- **Directions for this task**
Please repeat, unchanged, the lines running from the one containing "Go ahead, prove it: the wooden" through the end of the lines below, including both ends.

- **Dataset extract**
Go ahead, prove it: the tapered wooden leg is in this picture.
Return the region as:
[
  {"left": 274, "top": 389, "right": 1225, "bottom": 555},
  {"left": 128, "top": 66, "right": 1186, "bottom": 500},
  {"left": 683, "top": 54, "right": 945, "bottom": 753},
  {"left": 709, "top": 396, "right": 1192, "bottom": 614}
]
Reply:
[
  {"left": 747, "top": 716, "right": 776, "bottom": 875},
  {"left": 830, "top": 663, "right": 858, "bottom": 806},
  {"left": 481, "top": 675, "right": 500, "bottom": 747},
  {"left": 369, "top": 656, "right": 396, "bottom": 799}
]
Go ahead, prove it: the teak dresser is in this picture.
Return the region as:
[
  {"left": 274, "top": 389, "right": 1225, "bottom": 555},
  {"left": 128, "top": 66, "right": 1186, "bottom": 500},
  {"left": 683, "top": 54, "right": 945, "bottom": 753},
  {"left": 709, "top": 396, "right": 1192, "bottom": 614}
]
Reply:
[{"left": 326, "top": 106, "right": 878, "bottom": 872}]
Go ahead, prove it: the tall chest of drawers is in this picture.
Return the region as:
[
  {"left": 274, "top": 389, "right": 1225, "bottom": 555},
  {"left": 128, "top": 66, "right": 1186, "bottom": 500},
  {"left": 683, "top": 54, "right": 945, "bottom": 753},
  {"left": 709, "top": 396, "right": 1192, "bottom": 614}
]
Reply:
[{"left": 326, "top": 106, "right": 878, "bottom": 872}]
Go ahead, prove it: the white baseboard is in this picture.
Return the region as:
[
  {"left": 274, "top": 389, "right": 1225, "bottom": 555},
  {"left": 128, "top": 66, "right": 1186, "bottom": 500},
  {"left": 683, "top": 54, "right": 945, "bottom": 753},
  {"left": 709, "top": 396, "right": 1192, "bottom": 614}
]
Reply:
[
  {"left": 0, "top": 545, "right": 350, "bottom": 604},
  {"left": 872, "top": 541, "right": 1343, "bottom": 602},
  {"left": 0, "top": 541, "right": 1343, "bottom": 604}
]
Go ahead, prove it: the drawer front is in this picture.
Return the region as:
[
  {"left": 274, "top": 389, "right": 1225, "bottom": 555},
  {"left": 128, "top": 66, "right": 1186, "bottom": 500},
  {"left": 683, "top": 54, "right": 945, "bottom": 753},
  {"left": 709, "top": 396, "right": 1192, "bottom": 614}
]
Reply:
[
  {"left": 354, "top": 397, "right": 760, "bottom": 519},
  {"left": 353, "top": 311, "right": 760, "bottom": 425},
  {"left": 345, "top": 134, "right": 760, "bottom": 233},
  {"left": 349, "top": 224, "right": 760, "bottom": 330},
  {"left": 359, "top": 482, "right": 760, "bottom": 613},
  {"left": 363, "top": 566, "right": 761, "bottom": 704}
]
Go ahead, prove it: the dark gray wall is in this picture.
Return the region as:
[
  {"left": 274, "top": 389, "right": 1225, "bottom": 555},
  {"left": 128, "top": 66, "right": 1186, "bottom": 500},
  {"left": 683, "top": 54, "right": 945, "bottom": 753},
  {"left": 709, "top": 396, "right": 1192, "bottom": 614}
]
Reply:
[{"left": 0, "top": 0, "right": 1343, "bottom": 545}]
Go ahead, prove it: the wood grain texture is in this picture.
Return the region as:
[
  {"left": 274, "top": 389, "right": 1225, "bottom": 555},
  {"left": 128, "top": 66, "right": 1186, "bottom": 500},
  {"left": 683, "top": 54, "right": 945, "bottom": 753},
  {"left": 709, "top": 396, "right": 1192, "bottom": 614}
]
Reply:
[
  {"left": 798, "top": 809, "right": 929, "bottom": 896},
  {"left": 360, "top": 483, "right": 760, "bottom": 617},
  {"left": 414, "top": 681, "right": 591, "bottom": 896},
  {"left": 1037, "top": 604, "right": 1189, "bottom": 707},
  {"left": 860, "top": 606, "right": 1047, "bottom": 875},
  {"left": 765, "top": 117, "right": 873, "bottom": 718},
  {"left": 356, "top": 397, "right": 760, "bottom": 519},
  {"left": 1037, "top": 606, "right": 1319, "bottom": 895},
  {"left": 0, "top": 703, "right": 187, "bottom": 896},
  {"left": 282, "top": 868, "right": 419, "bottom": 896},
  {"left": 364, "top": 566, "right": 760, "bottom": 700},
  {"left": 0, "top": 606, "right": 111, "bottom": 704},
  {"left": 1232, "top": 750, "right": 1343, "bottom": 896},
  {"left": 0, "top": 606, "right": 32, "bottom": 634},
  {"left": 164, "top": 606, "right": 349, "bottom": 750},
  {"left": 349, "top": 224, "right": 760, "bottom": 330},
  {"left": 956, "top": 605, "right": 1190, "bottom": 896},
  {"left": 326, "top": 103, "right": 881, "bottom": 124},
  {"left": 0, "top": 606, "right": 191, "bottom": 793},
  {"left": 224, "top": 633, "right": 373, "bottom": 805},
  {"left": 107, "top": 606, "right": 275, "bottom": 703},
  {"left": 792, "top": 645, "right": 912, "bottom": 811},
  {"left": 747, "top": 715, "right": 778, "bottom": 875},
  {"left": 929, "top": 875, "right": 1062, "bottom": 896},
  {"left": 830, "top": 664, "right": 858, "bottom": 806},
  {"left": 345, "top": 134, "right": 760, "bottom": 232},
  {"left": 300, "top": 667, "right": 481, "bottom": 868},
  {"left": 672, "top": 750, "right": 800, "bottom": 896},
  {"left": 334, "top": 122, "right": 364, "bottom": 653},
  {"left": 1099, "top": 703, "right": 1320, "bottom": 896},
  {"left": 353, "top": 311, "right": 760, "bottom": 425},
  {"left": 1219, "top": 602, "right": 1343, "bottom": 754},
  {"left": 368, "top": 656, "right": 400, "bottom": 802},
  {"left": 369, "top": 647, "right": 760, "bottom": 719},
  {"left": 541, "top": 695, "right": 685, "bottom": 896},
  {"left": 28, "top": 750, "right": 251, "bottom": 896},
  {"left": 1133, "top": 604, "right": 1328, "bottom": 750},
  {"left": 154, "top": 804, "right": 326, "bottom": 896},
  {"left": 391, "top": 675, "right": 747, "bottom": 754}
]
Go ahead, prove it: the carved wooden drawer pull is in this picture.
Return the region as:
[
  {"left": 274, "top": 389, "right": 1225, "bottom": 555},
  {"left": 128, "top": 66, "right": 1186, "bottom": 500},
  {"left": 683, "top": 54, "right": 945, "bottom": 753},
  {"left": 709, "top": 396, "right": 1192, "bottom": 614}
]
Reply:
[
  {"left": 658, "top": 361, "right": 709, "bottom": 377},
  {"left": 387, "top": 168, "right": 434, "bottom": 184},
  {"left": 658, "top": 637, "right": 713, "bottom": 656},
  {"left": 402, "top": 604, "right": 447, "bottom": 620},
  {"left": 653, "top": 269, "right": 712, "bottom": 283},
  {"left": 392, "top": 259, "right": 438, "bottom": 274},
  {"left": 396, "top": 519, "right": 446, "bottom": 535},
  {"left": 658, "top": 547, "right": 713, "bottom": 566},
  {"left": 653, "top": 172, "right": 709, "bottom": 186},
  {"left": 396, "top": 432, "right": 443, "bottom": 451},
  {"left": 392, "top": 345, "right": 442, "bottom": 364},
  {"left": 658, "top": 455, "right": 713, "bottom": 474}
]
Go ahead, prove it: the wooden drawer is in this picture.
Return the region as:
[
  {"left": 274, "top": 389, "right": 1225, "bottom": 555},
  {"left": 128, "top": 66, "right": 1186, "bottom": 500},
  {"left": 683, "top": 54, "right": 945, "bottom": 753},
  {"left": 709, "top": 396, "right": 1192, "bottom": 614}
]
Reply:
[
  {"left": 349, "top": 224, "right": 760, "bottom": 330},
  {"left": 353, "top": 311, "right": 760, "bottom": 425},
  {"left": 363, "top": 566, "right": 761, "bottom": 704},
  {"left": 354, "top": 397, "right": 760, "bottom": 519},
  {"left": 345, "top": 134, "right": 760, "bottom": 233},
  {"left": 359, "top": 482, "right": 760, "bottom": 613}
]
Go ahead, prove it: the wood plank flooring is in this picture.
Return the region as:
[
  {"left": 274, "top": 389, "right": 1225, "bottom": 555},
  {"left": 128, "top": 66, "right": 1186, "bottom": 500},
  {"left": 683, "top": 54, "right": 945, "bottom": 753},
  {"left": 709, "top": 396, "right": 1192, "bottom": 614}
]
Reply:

- **Exercise solution**
Go ahead, prove it: the wooden drawer is in this picture.
Return the region as:
[
  {"left": 274, "top": 389, "right": 1225, "bottom": 555},
  {"left": 128, "top": 66, "right": 1186, "bottom": 500},
  {"left": 683, "top": 54, "right": 945, "bottom": 753},
  {"left": 709, "top": 396, "right": 1192, "bottom": 614}
]
Reply:
[
  {"left": 349, "top": 224, "right": 760, "bottom": 330},
  {"left": 353, "top": 311, "right": 760, "bottom": 425},
  {"left": 363, "top": 566, "right": 761, "bottom": 704},
  {"left": 354, "top": 397, "right": 760, "bottom": 519},
  {"left": 345, "top": 134, "right": 760, "bottom": 233},
  {"left": 359, "top": 482, "right": 760, "bottom": 613}
]
Go ahead, prove it: the wood plank flooring is in this picture.
Return the region as:
[
  {"left": 274, "top": 389, "right": 1225, "bottom": 555},
  {"left": 128, "top": 66, "right": 1186, "bottom": 500},
  {"left": 683, "top": 54, "right": 945, "bottom": 753},
  {"left": 709, "top": 396, "right": 1192, "bottom": 614}
]
Reply:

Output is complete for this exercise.